* Required action
Please say how many lines in the records contain the word "below", giving only the number.

* Provided material
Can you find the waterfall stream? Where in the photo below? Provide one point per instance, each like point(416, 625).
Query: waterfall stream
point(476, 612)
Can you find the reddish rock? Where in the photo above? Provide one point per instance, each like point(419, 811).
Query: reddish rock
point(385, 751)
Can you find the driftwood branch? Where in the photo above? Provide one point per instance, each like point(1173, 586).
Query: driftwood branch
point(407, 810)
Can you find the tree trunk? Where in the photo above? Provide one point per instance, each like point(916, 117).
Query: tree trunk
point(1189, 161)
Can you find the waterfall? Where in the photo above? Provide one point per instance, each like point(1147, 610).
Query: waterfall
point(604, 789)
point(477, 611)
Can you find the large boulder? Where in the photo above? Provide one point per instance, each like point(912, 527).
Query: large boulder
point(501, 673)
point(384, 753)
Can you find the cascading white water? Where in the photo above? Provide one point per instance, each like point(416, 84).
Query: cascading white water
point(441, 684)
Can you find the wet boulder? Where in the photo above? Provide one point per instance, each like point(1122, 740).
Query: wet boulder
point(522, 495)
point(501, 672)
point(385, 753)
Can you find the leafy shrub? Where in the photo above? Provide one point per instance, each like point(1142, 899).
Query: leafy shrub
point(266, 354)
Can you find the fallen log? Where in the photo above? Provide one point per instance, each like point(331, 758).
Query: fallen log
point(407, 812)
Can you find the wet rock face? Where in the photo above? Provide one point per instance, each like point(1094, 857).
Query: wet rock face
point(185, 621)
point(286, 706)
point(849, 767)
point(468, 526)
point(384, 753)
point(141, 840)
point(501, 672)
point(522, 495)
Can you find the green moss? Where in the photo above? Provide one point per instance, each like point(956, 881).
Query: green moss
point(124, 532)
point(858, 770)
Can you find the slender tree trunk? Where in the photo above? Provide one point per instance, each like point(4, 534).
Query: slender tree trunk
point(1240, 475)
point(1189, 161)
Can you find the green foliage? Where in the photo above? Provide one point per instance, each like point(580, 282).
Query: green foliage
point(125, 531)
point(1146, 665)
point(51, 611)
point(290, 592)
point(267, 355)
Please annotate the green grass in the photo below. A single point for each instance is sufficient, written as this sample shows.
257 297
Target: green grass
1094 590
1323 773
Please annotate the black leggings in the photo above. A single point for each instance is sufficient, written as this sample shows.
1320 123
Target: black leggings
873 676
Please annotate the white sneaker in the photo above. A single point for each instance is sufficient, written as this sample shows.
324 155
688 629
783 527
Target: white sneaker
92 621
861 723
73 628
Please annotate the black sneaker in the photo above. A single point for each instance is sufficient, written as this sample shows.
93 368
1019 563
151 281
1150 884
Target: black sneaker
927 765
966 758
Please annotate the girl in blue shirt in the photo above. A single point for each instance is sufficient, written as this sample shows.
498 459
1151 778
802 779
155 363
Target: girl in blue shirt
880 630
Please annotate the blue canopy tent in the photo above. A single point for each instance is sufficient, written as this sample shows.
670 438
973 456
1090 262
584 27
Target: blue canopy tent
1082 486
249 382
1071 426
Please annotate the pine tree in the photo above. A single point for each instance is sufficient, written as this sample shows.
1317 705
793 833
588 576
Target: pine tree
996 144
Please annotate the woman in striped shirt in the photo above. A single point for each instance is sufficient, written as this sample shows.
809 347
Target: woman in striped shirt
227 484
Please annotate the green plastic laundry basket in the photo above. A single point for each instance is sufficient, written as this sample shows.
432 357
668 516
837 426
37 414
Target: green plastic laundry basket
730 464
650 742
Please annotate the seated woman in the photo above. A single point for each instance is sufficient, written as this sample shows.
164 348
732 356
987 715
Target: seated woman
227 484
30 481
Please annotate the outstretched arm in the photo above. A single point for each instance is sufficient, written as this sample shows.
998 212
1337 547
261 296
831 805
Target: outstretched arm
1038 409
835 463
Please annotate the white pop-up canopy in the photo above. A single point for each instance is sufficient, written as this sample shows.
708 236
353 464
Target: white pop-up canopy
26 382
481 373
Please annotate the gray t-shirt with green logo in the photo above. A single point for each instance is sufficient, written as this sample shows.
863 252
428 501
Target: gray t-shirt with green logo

* Answer to this task
2